Task directions:
Quote each line exactly, from the line that contains "Objective - one point per instance of the apartment" down to the last line of the listing, and no other lines.

========

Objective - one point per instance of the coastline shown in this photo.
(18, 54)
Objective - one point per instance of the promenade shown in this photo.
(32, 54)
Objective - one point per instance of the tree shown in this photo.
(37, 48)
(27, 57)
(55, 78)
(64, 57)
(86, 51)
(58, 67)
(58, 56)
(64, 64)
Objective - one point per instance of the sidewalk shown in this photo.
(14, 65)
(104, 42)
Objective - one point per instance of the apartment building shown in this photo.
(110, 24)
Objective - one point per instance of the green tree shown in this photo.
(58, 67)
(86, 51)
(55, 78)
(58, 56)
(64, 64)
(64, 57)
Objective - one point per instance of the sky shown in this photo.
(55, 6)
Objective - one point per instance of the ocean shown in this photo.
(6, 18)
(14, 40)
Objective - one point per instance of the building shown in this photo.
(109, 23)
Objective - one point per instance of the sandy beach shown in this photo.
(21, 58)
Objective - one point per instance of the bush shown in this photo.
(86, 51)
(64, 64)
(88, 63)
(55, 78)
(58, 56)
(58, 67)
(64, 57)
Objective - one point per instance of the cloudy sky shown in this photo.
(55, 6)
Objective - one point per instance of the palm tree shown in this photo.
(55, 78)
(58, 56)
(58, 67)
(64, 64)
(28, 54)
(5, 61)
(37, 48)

========

Answer to this exercise:
Objective - one point per instance of the apartment building shown in this photo.
(110, 24)
Objective - one point per instance of the green tree shown in this photo.
(58, 67)
(86, 51)
(55, 78)
(58, 56)
(64, 64)
(64, 57)
Objective - one point per instance of the sky shown in this photo.
(55, 6)
Objective - one point per instance of the ocean shown in this photo.
(6, 18)
(14, 40)
Objective - one point per instance of the building shown in this photo.
(109, 23)
Objective - one point per instance of the sandy beach shown in this photo.
(21, 58)
Objective - one point per instance of the bush shown in this photo.
(86, 51)
(64, 64)
(88, 63)
(55, 78)
(58, 56)
(58, 67)
(64, 57)
Objective - one point per instance of the cloudy sky shown in this photo.
(55, 6)
Objective - one point per instance of the palm tree shown in this photo.
(55, 78)
(58, 56)
(58, 67)
(64, 64)
(28, 54)
(5, 61)
(37, 48)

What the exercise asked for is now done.